DATA section start

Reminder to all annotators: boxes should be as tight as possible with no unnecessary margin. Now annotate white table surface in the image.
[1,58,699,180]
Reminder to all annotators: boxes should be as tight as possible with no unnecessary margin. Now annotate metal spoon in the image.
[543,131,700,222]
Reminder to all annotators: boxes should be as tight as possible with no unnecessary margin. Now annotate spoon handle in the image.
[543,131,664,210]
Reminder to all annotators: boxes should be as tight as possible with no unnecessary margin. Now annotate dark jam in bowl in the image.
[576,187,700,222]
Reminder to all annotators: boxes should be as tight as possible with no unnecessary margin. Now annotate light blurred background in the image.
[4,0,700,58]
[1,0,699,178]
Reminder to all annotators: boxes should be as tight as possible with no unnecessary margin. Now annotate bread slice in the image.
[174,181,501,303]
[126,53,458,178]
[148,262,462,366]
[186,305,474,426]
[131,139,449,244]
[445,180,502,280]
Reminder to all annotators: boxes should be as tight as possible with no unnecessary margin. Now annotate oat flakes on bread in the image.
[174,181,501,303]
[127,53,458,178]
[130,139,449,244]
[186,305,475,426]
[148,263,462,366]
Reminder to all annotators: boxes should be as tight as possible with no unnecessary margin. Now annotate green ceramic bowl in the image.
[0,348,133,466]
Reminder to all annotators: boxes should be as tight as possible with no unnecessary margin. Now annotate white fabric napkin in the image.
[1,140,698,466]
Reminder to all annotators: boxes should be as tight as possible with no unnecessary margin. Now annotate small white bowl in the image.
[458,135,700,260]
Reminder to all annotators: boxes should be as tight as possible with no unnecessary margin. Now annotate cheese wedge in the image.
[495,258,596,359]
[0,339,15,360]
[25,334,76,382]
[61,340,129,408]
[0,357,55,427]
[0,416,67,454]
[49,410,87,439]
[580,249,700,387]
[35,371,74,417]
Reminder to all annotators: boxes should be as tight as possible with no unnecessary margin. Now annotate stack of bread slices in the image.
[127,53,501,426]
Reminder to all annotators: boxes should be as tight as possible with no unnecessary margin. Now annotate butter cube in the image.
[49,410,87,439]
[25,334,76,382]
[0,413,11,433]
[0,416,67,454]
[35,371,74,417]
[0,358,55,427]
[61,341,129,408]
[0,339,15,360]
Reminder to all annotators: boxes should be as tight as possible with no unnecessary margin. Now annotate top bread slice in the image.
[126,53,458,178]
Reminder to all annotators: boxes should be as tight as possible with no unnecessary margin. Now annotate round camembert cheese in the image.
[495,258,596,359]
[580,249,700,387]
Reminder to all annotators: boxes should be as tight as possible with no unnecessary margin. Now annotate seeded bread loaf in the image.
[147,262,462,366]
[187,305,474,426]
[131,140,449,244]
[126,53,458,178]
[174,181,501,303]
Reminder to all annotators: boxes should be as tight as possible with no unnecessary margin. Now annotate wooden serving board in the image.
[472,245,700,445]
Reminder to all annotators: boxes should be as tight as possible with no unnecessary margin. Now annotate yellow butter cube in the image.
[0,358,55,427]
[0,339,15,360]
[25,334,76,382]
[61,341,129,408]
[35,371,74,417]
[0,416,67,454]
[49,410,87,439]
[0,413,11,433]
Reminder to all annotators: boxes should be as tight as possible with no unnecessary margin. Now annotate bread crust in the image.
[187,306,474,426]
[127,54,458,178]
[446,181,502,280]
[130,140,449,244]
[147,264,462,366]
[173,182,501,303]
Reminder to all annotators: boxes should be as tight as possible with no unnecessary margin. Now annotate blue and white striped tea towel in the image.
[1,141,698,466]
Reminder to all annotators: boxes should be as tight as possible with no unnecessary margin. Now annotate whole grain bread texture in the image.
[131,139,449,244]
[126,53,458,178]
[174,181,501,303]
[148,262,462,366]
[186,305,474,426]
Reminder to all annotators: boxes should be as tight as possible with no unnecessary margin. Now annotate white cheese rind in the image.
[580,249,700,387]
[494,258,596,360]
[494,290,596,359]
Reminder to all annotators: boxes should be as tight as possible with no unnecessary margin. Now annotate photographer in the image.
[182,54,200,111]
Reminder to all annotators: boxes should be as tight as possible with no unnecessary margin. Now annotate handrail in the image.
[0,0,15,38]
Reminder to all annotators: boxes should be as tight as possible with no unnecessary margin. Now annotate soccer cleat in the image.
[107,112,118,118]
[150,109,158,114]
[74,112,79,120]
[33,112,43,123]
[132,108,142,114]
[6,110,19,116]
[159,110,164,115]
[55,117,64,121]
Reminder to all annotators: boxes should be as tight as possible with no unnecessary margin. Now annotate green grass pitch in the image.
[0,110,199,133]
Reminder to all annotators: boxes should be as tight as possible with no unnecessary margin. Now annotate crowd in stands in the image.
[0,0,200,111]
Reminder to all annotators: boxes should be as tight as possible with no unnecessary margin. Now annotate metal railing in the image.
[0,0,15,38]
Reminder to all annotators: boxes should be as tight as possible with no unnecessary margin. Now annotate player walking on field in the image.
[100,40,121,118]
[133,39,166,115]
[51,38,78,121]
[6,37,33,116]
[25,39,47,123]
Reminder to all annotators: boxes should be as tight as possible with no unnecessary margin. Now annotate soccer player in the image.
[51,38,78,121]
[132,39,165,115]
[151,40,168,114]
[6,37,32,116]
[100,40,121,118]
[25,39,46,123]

DATA section end

Please repeat the records so that each one reads exactly as it does above.

→ ANSWER BOX
Reminder to all annotators: boxes should be as tight as possible with no unnecessary margin. Now annotate white table surface in the image.
[1,58,699,180]
Reminder to all annotators: boxes should be as tight as possible with no unnecessary margin. Now annotate metal spoon in the image.
[543,131,700,222]
Reminder to all annotators: boxes should be as tight as possible with no unnecessary margin. Now annotate spoon handle in the image.
[543,131,664,210]
Reminder to all annotators: boxes should be as tight as possible with no unnecessary margin. Now annotate dark jam in bowl in the image.
[576,187,700,222]
Reminder to all annotators: boxes should be as tight as possible with no unnecessary margin. Now annotate light blurred background in the image.
[4,0,700,58]
[1,0,699,178]
Reminder to all annotators: boxes should be as tight as possible with no unnecessary margin. Now annotate bread slice in the image.
[174,181,501,303]
[126,53,458,178]
[148,262,462,366]
[186,305,474,426]
[131,139,449,244]
[445,180,502,280]
Reminder to all annotators: boxes should be as tight as possible with no unnecessary margin. Now annotate oat flakes on bread in the image.
[174,181,501,303]
[127,53,458,178]
[130,139,449,244]
[186,305,475,426]
[148,263,462,366]
Reminder to all annotators: boxes should be as tight as possible with no unnecessary margin. Now annotate green ceramic bowl in the image.
[0,348,133,466]
Reminder to all annotators: boxes should be as tight as possible with no unnecessary margin. Now annotate white fabric napkin in the image.
[1,140,698,466]
Reminder to all annotators: boxes should be as tight as possible with no unnecessary margin. Now annotate small white bowl in the image.
[458,135,700,260]
Reminder to all annotators: boxes should be as tight as possible with no unnecessary margin. Now annotate cheese wedge in the image.
[495,258,596,359]
[0,339,15,360]
[25,334,76,382]
[61,340,129,408]
[0,357,55,427]
[0,416,67,454]
[49,410,87,439]
[580,249,700,387]
[35,371,74,417]
Reminder to all annotators: boxes should be as tight as possible with no unnecessary margin. Now annotate stack of bread slices in the image.
[127,53,501,426]
Reminder to all annotators: boxes should be as tight as possible with no unnecessary margin. Now annotate butter cube in the image.
[49,410,87,439]
[25,334,76,382]
[0,413,11,433]
[0,416,67,454]
[35,371,74,417]
[0,358,55,427]
[61,341,129,408]
[0,339,15,360]
Reminder to all annotators: boxes should be as tight as possible with no unnecessary margin. Now annotate top bread slice in the image.
[126,53,458,178]
Reminder to all annotators: boxes should be as tight as possible with no unnecessary margin. Now annotate round camembert cheese in the image.
[495,258,596,359]
[580,249,700,387]
Reminder to all annotators: boxes should be as tight as possible with no unnecessary margin. Now annotate seeded bread loaf in the image.
[147,262,462,366]
[187,305,474,426]
[131,140,449,244]
[126,53,458,178]
[174,181,501,303]
Reminder to all annotators: boxes should be as tight as possible with no unnecessary margin. Now annotate wooden serving board in the image.
[472,245,700,445]
Reminder to all annotators: boxes should be as tight as possible with no unnecessary margin. Now annotate yellow butter cube in the image.
[0,358,55,427]
[0,339,15,360]
[25,334,76,382]
[61,341,129,408]
[35,371,74,417]
[0,416,67,454]
[49,410,87,439]
[0,413,11,433]
Reminder to all annotators: boxes should be as tight as possible with no unnecessary margin. Now annotate bread crust in the image.
[187,306,474,426]
[127,54,458,178]
[446,181,502,280]
[130,140,449,244]
[147,264,462,366]
[173,182,501,303]
Reminder to all annotators: boxes should be as tight as possible with no unnecessary margin. Now annotate blue and white striped tea towel in the image.
[1,141,698,466]
Reminder to all annotators: boxes should be as tight as possible with no unnecessary margin. Now annotate whole grain bread texture in the image.
[131,139,449,244]
[126,53,458,178]
[174,181,501,303]
[148,262,462,366]
[186,305,474,426]
Reminder to all annotators: boxes should be as tight as possible with no unnecessary margin. Now annotate white cheese rind in the image.
[580,249,700,387]
[494,258,596,360]
[494,290,596,359]
Reminder to all annotators: boxes should be as tight as possible with no unnecessary margin. Now annotate photographer in the image.
[182,54,200,111]
Reminder to all annotators: boxes should be as tight as possible with no unnecessary margin. Now annotate handrail in the image.
[0,0,15,38]
Reminder to all annotators: boxes should be as tight as possible with no unnecessary margin. Now annotate soccer cleat in the image.
[107,112,118,118]
[150,109,158,114]
[74,112,79,120]
[33,112,43,123]
[132,108,142,114]
[6,110,19,116]
[159,110,164,115]
[55,117,64,121]
Reminder to all annotators: boxes should be as tight as possible with no unnecessary margin. Now annotate green grass pitch in the image.
[0,110,199,133]
Reminder to all annotators: boxes should be as tight as possible with no unnecessary margin. Now annotate crowd in stands in the image.
[0,0,200,111]
Reminder to all annotators: boxes should be as tight as possible with no unnecessary margin. Now annotate metal railing in the image.
[0,0,15,38]
Reminder to all annotators: boxes should be as tight as possible with no unnecessary margin. Now annotate player walking on field in the image.
[100,40,121,118]
[133,39,166,115]
[51,38,78,121]
[6,37,33,116]
[25,39,47,123]
Reminder to all annotators: boxes should be as tight as possible with no unnecessary margin. Now annotate soccer player in the image.
[51,38,78,121]
[132,39,165,115]
[151,40,168,114]
[6,37,32,116]
[100,40,121,118]
[25,39,46,123]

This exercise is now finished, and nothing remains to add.